→ Activity 1:
List every distinct full date (month, day and year) that appears in the passage on Novak's accounts.
→ Activity 2:
Update the passage on Novak's accounts from the words "Novak's accounts of" through the words "almost by accident.", putting "piece" in place of "column".

→ Source document:
++++++
Novak's accounts of how Plame's identity was conveyed to him have varied widely:

  • As Media Matters for America has documented, shortly after the publication of his July 14, 2003, column identifying Plame's CIA employment, a July 22, 2003, Newsday article quoted Novak as saying, “I didn't dig it out, it was given to me,” adding that his then-unnamed sources for Plame's identity “thought it was significant, they gave me the name and I used it.”
  • In his October 1, 2003, column, however, Novak wrote that he learned Plame's identity through “an offhand revelation” from his primary source within the White House, suggesting that he came by the information almost by accident.
  • On the October 5, 2003, broadcast of NBC's Meet the Press, Novak again claimed that Plame's identity “was given to me as an offhand manner” and that the information “came up almost offhandedly in the course of a very long conversation with a senior official about many things.” When host Tim Russert asked Novak to “explain” the discrepancy between this claim and his quotes in Newsday, Novak simply said his statements to Newsday were not “very artfully put” and insisted that there existed “no inconsistency between those two.”
  • In his July 12, 2006, column, Novak wrote that his source “told me through a third party that the disclosure was inadvertent on his part” and suggested that it was he who recognized the importance of Plame's identity in reporting on the story, writing: “I considered his wife's role in initiating Wilson's mission, later confirmed by the Senate Intelligence Committee, to be a previously undisclosed part of an important news story. I reported it on that basis.”
  • On the July 13, 2006, edition of Fox News' Hannity & Colmes, Novak accused Newsday reporters Timothy M. Phelps and Knut Royce, authors of the July 22, 2003 article, of misquoting him, saying: "[S]ome of the things that they said that quoted me that are not in quotes are paraphrases, and they're incorrect, such as the whole idea that they planted this story with me. I never told that to the Newsday reporters." On the October 5, 2003, broadcast of Meet the Press, however, Novak had simply claimed that his comments to Newsday were “not artfully put.”
  • After Armitage was identified as Novak's source, he told CBS News on September 7, 2006: “At the end of a wide-ranging interview he asked me, 'Why did the CIA send Ambassador (Wilson) to Africa?' I said I didn't know, but that she worked out at the agency.” According to Armitage: “I didn't put any big import on it and I just answered and it was the last question we had.”
++++++
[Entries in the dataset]
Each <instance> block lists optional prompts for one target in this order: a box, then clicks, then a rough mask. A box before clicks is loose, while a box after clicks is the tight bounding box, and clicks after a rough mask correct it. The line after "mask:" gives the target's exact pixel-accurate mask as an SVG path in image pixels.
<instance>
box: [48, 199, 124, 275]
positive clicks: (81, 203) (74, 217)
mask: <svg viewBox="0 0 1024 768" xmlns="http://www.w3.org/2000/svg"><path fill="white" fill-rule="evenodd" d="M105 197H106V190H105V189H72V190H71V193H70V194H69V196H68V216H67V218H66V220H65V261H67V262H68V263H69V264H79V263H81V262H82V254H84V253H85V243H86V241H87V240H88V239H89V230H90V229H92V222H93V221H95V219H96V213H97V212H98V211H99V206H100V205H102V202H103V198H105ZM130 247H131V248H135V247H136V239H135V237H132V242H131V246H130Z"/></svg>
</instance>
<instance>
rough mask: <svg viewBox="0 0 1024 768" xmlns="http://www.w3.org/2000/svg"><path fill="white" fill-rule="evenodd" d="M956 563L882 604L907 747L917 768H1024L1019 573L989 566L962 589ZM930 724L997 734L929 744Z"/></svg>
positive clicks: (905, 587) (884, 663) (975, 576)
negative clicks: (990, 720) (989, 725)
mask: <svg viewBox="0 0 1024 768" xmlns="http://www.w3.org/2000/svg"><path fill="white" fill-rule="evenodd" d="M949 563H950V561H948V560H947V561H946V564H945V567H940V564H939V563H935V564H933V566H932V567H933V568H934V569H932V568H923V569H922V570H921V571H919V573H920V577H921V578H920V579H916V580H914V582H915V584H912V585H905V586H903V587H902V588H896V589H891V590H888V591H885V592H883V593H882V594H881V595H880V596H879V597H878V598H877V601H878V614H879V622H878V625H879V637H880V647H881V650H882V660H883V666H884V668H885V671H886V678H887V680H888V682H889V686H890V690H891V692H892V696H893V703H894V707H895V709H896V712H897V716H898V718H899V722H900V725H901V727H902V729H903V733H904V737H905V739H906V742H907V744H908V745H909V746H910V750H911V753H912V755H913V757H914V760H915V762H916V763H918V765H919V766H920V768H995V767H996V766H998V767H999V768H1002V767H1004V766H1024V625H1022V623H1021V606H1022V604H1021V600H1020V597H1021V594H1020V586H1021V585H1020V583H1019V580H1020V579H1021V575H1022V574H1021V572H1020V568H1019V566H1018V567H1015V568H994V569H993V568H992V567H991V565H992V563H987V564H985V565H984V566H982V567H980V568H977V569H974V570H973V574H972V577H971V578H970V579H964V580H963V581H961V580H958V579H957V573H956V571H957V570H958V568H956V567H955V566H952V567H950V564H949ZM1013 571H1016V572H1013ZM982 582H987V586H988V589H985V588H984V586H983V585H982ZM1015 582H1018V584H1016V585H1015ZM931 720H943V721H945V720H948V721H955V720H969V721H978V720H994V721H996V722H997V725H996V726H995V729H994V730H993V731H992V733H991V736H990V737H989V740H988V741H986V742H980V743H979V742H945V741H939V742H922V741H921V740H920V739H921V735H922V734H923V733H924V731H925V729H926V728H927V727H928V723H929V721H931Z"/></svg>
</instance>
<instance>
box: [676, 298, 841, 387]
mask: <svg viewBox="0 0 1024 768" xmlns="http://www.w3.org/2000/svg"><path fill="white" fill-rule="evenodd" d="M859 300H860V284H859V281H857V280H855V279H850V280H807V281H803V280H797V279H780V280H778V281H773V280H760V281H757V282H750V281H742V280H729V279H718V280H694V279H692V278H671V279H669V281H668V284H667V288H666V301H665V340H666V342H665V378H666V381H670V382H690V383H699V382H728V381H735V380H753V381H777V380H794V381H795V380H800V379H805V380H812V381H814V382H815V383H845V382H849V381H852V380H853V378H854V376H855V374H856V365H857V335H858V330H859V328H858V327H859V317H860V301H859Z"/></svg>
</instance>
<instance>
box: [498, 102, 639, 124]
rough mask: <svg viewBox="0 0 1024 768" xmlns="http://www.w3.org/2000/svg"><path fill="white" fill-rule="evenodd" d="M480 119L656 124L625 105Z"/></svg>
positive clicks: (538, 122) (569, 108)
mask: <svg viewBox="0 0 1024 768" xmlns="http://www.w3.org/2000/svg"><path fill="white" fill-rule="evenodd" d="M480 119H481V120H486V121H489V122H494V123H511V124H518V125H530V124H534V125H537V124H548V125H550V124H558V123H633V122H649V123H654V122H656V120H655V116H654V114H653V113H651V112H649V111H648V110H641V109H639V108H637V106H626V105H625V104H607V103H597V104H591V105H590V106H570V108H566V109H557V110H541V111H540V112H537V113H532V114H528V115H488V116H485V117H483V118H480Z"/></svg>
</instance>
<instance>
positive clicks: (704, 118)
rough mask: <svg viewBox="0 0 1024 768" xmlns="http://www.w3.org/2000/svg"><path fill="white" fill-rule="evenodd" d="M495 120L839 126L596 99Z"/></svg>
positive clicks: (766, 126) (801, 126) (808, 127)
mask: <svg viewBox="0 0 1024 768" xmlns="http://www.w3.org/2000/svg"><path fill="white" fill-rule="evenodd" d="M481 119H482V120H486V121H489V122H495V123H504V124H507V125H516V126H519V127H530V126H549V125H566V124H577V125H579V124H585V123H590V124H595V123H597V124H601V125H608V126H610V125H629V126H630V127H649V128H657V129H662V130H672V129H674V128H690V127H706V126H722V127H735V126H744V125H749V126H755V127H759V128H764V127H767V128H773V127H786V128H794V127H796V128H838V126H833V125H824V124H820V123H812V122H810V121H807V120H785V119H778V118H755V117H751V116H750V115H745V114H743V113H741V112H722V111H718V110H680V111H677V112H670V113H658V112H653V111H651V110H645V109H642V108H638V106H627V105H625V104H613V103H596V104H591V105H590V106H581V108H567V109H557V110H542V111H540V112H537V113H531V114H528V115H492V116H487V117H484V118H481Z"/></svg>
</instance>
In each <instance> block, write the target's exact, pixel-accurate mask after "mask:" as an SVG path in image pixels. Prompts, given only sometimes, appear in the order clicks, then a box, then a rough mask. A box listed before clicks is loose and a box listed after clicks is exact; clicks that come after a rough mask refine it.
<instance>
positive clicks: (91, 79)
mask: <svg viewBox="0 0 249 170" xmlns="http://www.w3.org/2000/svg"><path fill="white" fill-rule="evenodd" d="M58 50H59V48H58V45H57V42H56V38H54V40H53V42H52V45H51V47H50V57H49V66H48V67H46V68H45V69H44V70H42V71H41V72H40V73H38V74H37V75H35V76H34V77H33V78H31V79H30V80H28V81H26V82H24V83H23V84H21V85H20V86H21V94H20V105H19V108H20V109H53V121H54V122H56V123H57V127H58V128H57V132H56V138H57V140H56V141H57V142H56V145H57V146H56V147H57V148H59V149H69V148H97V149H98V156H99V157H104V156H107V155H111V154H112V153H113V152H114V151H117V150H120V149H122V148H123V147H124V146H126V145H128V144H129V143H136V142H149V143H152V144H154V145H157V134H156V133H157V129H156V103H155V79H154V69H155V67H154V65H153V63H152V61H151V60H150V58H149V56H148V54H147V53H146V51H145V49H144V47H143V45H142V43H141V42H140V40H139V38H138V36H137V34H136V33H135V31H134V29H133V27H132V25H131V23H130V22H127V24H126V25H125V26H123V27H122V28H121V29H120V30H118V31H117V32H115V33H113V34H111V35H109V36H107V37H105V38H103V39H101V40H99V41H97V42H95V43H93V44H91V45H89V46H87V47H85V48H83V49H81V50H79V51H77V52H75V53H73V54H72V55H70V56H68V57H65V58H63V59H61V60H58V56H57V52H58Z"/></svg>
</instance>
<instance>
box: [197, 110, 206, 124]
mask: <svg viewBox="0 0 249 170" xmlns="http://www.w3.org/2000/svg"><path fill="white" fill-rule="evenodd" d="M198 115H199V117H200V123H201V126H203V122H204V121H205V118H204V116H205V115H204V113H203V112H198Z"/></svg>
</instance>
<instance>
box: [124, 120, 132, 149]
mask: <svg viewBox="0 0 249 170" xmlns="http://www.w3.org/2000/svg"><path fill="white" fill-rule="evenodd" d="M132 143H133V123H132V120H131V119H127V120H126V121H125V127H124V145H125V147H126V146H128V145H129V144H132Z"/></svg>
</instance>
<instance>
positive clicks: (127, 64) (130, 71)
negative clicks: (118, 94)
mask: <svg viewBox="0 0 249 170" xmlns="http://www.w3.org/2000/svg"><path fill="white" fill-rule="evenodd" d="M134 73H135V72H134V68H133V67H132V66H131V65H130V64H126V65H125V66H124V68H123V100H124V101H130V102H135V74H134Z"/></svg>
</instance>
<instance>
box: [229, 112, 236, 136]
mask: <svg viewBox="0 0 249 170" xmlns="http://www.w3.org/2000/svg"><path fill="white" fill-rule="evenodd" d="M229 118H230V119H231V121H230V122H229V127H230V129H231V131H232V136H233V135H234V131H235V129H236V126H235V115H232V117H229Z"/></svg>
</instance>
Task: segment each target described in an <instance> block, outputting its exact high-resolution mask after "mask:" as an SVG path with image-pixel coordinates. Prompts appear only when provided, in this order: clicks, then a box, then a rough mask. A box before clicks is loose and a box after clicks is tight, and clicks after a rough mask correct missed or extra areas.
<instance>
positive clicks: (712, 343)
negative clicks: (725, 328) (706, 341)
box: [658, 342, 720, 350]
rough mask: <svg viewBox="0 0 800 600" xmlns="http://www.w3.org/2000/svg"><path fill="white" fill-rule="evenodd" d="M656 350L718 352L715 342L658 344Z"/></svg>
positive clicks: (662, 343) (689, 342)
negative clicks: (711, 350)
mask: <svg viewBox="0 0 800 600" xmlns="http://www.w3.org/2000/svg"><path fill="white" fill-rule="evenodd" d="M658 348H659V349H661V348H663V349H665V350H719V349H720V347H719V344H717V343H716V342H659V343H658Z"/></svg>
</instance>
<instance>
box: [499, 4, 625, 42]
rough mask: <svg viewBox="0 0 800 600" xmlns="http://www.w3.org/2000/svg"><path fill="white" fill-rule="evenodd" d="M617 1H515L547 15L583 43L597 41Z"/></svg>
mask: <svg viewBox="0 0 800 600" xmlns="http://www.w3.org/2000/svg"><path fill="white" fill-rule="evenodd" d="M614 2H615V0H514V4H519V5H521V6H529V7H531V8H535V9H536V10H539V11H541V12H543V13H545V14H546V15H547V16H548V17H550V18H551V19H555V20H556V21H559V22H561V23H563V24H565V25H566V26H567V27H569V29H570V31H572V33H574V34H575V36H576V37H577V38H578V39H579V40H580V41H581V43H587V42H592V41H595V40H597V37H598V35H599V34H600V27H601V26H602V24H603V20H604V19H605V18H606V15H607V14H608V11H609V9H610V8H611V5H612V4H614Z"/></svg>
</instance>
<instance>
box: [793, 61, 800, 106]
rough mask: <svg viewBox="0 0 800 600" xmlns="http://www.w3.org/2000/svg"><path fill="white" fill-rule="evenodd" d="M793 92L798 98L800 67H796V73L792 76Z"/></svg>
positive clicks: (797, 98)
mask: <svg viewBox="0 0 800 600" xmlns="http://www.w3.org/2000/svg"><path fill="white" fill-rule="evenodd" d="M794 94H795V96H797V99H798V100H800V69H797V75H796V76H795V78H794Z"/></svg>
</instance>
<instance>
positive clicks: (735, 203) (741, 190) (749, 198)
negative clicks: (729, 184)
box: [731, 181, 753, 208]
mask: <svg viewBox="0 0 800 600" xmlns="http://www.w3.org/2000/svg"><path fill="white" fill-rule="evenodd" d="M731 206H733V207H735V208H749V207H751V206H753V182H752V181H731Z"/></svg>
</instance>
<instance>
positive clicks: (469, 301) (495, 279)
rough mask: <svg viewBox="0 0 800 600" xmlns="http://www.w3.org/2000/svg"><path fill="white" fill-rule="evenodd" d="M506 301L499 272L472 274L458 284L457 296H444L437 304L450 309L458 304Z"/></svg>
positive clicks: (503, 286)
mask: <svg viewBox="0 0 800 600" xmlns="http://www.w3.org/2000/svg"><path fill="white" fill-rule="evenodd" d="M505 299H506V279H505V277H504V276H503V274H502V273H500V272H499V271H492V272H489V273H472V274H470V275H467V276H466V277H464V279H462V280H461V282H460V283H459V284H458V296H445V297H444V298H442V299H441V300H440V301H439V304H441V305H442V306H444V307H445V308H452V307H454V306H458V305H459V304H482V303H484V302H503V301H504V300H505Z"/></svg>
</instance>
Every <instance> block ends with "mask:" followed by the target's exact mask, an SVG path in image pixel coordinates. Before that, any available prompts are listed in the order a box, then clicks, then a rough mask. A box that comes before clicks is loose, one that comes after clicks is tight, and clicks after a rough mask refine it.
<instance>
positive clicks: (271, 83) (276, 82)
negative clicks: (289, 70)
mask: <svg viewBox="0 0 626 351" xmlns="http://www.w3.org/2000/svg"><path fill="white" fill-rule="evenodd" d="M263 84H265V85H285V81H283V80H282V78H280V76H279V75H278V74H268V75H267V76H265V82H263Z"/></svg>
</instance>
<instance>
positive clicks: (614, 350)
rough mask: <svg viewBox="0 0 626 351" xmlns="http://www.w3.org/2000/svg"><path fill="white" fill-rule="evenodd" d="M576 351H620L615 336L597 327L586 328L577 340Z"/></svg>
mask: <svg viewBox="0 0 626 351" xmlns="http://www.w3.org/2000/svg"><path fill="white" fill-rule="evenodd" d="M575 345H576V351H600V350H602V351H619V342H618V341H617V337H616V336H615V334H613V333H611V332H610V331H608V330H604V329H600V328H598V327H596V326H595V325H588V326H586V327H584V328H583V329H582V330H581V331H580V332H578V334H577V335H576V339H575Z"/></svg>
++++++
→ Written solution 1:
- July 14, 2003
- July 22, 2003
- October 1, 2003
- October 5, 2003
- July 12, 2006
- July 13, 2006
- September 7, 2006

→ Written solution 2:
Novak's accounts of how Plame's identity was conveyed to him have varied widely:

  • As Media Matters for America has documented, shortly after the publication of his July 14, 2003, piece identifying Plame's CIA employment, a July 22, 2003, Newsday article quoted Novak as saying, “I didn't dig it out, it was given to me,” adding that his then-unnamed sources for Plame's identity “thought it was significant, they gave me the name and I used it.”
  • In his October 1, 2003, piece, however, Novak wrote that he learned Plame's identity through “an offhand revelation” from his primary source within the White House, suggesting that he came by the information almost by accident.